─── Task inputs

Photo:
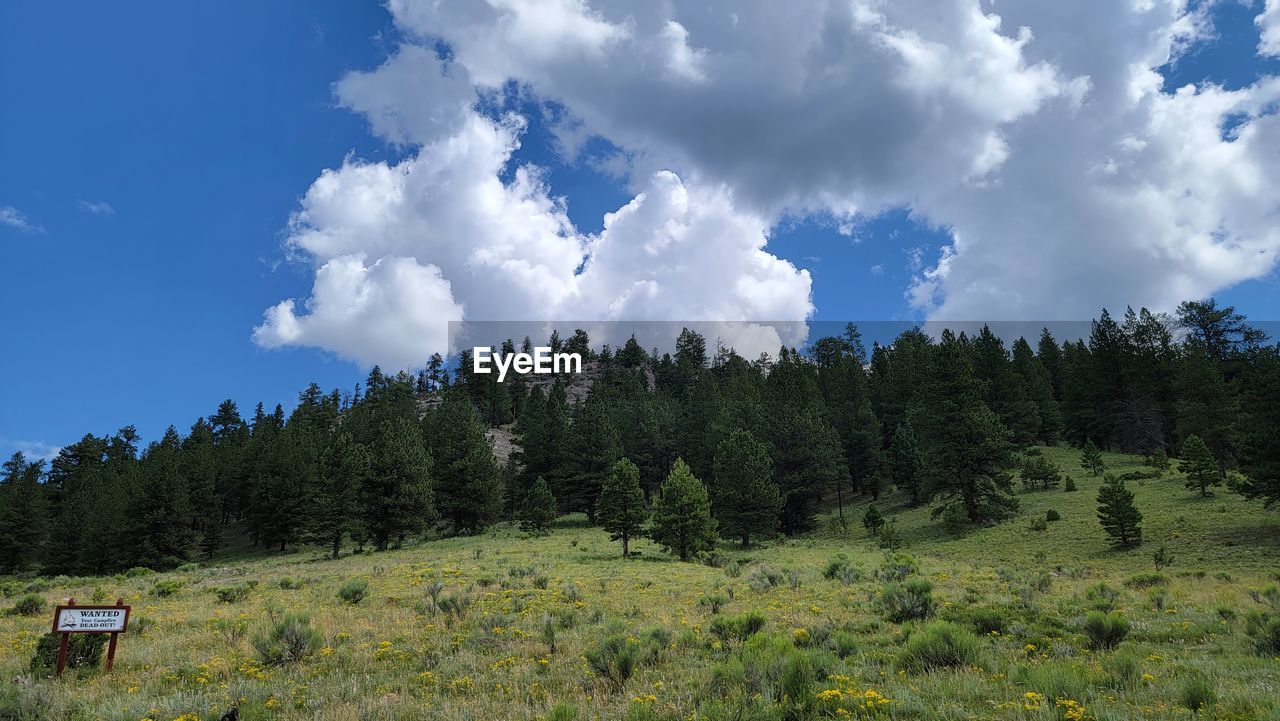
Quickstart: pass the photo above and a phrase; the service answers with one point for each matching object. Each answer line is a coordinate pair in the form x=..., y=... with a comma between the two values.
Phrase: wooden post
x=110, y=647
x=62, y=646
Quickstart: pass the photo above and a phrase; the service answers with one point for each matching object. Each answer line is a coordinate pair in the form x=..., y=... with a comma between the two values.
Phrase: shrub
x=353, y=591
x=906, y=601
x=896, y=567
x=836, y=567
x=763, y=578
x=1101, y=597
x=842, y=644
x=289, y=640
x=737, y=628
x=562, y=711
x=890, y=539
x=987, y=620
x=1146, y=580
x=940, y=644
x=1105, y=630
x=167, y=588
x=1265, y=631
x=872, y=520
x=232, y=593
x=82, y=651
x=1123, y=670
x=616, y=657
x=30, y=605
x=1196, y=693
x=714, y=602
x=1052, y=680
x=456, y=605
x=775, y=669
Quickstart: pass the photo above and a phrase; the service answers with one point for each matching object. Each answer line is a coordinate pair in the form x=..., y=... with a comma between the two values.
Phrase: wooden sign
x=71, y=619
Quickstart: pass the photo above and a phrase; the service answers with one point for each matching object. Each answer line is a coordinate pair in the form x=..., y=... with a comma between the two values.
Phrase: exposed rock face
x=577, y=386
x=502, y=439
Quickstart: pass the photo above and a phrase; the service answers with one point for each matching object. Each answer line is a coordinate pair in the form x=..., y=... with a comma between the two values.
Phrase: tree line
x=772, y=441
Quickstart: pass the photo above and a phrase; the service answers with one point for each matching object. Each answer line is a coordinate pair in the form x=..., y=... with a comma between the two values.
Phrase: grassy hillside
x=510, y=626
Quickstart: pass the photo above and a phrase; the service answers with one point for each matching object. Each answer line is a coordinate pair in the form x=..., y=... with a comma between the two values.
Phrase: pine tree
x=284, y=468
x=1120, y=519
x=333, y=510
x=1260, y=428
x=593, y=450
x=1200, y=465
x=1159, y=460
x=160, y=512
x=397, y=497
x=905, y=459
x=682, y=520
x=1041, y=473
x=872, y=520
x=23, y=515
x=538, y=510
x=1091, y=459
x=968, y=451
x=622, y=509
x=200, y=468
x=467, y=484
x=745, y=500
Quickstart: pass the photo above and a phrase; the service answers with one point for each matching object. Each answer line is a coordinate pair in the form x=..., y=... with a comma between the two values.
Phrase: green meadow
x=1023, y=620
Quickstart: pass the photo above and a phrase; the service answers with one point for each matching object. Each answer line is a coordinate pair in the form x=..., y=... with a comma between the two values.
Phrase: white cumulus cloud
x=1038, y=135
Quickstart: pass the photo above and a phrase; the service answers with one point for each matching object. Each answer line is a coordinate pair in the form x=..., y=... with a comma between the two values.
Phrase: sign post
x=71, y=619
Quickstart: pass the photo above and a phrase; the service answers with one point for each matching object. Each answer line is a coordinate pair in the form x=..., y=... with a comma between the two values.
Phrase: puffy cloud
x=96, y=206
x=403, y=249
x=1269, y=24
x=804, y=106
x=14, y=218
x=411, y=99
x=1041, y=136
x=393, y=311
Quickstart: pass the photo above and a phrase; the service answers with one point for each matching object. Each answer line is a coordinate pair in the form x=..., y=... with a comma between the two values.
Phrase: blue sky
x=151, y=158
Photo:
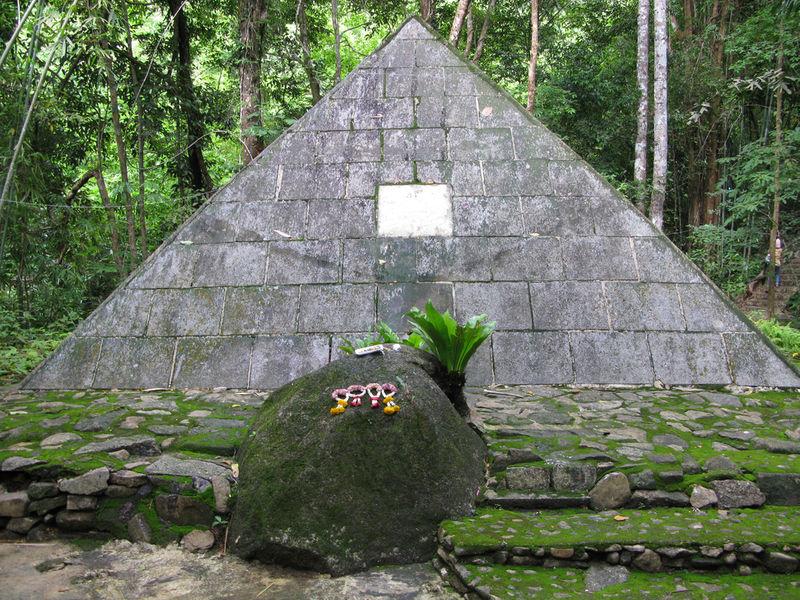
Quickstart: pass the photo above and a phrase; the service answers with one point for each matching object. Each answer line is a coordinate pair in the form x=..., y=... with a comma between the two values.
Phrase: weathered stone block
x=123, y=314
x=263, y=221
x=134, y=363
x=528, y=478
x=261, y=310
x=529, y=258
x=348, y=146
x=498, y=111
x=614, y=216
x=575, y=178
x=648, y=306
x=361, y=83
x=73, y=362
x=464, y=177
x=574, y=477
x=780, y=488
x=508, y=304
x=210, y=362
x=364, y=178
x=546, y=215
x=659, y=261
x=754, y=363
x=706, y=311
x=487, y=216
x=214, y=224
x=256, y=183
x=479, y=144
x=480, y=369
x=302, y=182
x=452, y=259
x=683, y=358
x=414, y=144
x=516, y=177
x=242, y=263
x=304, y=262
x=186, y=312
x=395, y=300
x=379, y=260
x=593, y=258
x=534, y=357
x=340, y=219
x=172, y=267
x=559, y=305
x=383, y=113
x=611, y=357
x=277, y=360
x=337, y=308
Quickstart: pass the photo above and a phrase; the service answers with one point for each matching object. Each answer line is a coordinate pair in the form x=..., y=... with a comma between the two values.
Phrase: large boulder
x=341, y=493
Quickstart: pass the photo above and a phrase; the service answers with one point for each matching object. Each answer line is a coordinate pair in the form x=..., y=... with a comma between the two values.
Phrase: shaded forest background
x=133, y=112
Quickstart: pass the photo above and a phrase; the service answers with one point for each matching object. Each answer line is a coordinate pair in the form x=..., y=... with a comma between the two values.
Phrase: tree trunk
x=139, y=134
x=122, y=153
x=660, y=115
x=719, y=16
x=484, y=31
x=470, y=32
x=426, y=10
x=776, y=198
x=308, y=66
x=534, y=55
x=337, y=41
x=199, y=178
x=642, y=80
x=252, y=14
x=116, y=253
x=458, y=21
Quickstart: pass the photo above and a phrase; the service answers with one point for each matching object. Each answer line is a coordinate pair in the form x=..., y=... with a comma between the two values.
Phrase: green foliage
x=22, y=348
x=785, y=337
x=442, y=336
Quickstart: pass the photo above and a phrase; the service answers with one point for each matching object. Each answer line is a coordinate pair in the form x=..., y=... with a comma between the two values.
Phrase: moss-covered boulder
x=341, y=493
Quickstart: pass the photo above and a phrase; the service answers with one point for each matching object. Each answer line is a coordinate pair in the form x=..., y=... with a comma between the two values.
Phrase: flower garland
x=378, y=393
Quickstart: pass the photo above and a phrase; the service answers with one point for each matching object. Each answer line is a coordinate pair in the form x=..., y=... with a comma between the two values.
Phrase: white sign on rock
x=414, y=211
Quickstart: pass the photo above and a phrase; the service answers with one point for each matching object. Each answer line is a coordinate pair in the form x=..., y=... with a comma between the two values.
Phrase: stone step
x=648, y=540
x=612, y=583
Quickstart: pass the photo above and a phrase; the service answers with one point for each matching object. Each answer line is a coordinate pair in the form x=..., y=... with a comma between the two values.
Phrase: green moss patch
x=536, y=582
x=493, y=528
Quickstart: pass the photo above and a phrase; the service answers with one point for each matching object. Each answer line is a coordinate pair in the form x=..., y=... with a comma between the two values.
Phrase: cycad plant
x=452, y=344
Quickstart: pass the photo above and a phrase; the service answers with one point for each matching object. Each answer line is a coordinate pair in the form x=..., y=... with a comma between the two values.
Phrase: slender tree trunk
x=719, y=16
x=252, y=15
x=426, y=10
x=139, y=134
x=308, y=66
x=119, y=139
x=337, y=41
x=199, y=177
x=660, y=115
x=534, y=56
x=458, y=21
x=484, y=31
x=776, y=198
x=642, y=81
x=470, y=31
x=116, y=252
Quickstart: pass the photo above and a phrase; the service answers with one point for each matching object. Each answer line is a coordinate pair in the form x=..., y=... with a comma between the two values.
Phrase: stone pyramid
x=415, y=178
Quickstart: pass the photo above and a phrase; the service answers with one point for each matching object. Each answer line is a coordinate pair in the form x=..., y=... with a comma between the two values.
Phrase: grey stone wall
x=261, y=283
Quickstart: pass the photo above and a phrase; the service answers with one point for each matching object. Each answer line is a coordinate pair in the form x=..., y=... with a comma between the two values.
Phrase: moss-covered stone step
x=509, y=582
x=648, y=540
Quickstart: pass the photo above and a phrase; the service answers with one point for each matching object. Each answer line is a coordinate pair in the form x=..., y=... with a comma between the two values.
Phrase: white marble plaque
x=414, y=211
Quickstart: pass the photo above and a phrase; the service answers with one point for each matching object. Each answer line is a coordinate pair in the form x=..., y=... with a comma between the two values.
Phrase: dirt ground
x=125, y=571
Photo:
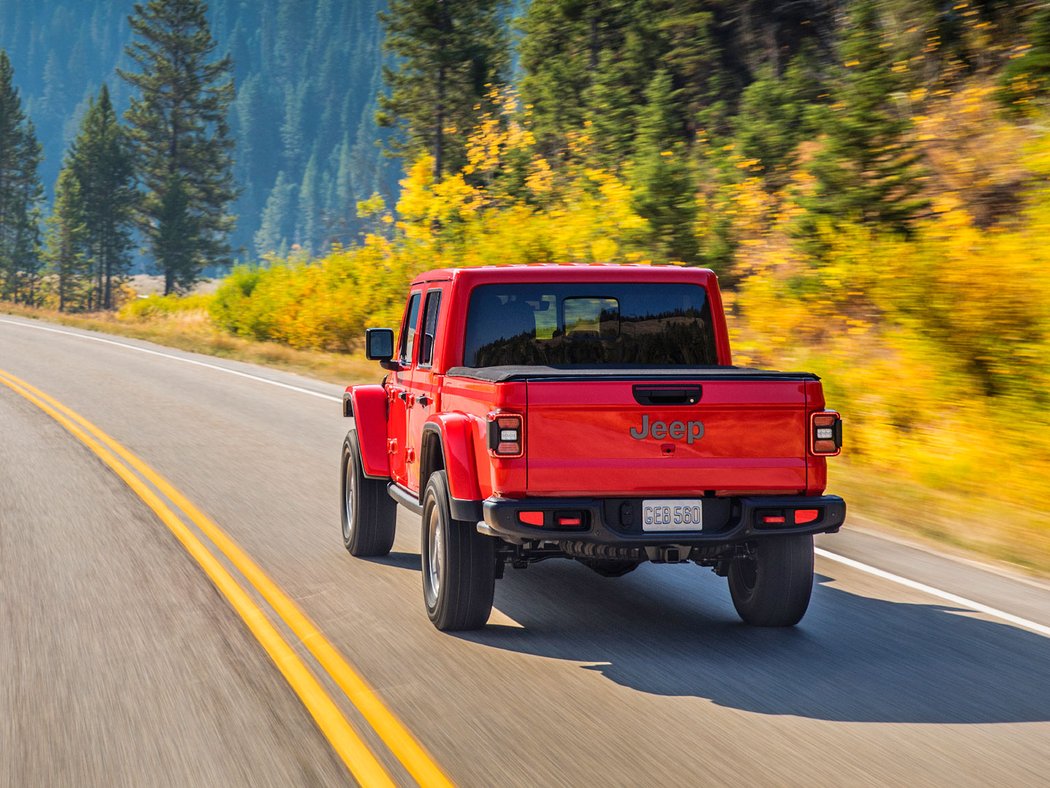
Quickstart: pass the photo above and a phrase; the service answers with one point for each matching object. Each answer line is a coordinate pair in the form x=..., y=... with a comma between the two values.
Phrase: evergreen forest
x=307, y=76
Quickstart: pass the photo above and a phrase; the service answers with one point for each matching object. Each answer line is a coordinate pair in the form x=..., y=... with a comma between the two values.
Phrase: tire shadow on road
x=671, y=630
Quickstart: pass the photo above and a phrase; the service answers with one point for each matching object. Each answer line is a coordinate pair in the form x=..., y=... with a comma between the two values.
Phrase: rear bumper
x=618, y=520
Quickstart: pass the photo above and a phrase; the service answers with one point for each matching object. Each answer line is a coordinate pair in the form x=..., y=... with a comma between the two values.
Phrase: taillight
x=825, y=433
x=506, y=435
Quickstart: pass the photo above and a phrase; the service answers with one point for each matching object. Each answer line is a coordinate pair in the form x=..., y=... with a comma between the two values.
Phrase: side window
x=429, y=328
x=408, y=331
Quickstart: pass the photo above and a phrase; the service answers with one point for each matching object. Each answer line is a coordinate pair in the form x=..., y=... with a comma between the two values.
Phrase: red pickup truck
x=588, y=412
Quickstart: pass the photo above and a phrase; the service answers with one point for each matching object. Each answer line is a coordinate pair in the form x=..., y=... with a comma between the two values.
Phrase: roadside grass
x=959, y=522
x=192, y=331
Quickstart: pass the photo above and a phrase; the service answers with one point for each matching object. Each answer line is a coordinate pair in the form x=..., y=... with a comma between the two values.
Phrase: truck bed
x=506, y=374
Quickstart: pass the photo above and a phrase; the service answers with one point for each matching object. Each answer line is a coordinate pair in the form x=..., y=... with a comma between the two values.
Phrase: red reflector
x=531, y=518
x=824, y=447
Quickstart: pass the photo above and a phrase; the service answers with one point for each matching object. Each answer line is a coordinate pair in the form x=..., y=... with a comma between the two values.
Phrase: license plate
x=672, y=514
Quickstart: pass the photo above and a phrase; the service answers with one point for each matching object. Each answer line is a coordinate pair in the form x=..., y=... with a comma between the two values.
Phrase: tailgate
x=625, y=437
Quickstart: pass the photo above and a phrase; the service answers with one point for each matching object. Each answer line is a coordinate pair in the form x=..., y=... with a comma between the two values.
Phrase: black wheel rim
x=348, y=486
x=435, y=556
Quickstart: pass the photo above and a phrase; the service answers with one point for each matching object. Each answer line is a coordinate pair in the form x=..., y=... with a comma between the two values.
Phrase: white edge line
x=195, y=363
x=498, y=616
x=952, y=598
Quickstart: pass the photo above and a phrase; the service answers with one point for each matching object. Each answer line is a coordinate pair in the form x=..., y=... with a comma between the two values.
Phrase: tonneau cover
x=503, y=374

──────

Task details:
From the records, pull out each line that contains the word "stone", treating uppercase and lowercase letters as different.

Completed task:
Phrase: weathered stone block
Phrase: stone step
Phrase: stone pyramid
Phrase: grey stone wall
Phrase: moss-covered stone step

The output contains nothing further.